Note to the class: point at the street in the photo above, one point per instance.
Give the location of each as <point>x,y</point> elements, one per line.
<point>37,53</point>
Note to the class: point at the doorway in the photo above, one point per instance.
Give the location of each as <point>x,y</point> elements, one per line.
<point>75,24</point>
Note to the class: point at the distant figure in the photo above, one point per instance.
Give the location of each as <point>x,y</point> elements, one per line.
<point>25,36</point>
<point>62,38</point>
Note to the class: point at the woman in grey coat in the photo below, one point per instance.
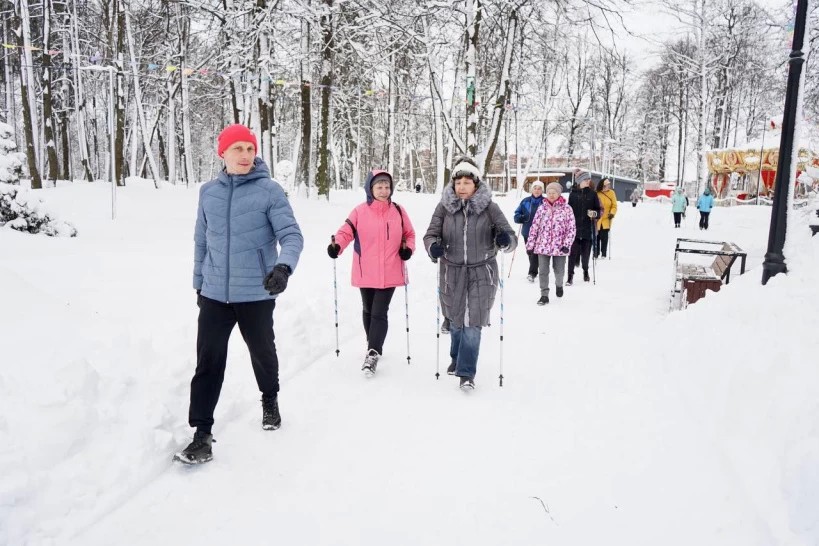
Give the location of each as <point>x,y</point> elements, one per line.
<point>465,233</point>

# Task statement
Please write out all of the items above word for word, leaving out the pictures.

# Final result
Note to the class: point at the street in the photo above, one point per instance.
Give the location of each as <point>x,y</point> elements, one per line.
<point>37,53</point>
Note to the class: point at the doorway in the photo above, one point per instance.
Give the location of each as <point>x,y</point> elements, one per line.
<point>75,24</point>
Note to the class: point at the distant figure in the photo above, one point per instance.
Give the location of each as <point>x,y</point> elements, one per line.
<point>25,36</point>
<point>62,38</point>
Note to the class: point at the woman in grey coat in the photo below, one point per instance.
Give the location of each as <point>x,y</point> elements, one per line.
<point>465,233</point>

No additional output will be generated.